**Work item**
Search the listing below for the line containing "Target — neighboring white house.". From there through the line containing "Target — yellow exterior wall.", transcribe every line exactly, both ends included.
Entries supplied section start
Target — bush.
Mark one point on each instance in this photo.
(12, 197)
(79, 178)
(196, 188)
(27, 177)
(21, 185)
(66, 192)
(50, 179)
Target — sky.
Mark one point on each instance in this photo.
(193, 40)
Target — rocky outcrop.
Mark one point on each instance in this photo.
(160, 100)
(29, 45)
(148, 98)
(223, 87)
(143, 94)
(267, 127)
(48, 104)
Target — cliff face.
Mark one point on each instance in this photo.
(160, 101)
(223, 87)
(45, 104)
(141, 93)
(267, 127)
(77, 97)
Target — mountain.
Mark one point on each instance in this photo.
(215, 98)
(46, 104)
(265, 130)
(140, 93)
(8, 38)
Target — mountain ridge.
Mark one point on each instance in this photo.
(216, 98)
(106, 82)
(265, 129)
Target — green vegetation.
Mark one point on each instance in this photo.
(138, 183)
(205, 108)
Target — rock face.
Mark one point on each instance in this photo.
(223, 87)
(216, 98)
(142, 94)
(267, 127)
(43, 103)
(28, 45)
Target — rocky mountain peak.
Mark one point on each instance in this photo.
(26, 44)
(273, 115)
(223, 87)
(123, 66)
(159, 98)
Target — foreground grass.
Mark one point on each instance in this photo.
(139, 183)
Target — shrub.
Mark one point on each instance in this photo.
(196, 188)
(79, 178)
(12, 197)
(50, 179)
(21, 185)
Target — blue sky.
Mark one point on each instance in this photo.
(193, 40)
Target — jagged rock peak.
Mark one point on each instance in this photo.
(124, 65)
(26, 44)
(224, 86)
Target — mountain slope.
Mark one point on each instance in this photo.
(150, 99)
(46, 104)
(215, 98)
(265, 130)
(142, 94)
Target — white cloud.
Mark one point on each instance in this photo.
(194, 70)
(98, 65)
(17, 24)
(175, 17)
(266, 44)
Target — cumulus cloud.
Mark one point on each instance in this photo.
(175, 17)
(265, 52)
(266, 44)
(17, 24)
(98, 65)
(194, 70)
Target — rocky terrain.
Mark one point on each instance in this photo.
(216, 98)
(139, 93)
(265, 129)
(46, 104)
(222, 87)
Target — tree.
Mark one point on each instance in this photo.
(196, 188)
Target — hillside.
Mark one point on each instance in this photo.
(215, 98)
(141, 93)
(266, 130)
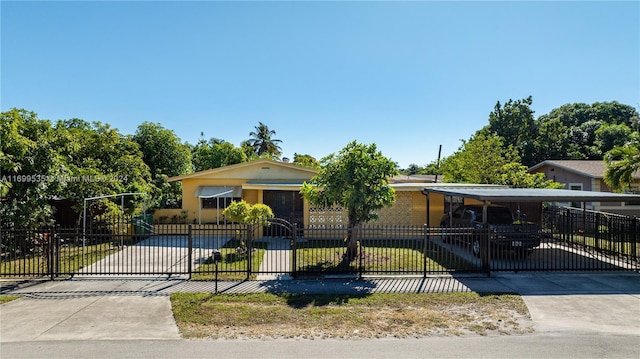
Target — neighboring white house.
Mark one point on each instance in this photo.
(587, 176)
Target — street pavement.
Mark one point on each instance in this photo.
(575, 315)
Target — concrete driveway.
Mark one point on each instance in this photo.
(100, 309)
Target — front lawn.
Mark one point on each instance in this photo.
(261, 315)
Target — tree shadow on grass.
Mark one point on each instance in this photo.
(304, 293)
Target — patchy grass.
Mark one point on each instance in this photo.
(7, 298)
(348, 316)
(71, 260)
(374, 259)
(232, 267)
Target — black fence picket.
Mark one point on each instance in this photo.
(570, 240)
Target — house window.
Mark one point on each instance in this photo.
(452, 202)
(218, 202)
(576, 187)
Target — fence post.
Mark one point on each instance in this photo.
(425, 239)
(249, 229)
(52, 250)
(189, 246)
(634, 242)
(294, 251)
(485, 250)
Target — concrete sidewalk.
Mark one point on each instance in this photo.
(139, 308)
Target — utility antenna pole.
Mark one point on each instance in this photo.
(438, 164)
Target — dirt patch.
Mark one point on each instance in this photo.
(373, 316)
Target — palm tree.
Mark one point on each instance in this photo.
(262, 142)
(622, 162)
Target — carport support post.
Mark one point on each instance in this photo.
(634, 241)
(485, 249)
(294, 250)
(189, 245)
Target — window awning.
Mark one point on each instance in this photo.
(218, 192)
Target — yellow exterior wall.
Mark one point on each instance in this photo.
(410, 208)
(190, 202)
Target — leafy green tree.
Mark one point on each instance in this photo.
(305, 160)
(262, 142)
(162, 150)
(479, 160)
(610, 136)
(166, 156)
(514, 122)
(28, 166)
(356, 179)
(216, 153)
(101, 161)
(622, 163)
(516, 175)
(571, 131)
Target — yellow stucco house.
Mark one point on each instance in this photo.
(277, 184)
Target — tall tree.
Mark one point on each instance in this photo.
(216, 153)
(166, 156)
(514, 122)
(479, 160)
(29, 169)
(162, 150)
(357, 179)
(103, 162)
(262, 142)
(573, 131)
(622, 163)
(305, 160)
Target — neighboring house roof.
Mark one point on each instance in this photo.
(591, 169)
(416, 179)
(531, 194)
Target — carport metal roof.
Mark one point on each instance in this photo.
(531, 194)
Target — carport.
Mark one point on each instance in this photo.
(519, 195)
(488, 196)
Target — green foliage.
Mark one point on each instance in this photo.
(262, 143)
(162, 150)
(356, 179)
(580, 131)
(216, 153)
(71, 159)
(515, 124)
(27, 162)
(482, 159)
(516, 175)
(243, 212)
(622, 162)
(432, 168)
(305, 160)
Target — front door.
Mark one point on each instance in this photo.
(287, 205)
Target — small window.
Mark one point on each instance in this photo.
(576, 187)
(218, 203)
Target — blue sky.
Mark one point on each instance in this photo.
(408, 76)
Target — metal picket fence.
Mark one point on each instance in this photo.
Entries supplied section end
**Task answer**
Target — neighboring white house.
Mark one point on each instance in this photo.
(587, 176)
Target — street pavement.
Mark one point on each instance in this photo.
(575, 315)
Target — concrete driveway.
Mark one point on each instance in this photo.
(100, 309)
Target — front lawn.
Mark one point on each instance in this photo.
(261, 315)
Target — tree shadow on grass.
Mark one point on each instance in this photo.
(304, 293)
Target — patchy grass.
Mark one point on each instance in this photo.
(7, 298)
(348, 316)
(71, 260)
(374, 259)
(232, 267)
Target — black fence picket.
Mark one point on each instance in this photo.
(570, 240)
Target — house window.
Mark one point on each instance in this photo.
(452, 202)
(218, 202)
(576, 187)
Target — fence post.
Mark one point on each instance in this photo.
(425, 239)
(249, 229)
(52, 250)
(189, 246)
(634, 242)
(294, 251)
(485, 250)
Target — concrete sidewalk.
Mark one point on each instance in this photo.
(139, 308)
Target — utility antenna pole.
Mark one point on each instance in this photo.
(438, 164)
Target — dirt patch.
Mark one point on each instance in this photo.
(373, 316)
Target — palm tree.
Mark one point on each instance in this photo.
(262, 142)
(622, 162)
Target — carport support post.
Mark one point on each instance in this photo.
(634, 241)
(485, 249)
(294, 250)
(189, 245)
Target — window awning.
Mark one point on each instance in this photo.
(218, 192)
Target — yellow exterior wall.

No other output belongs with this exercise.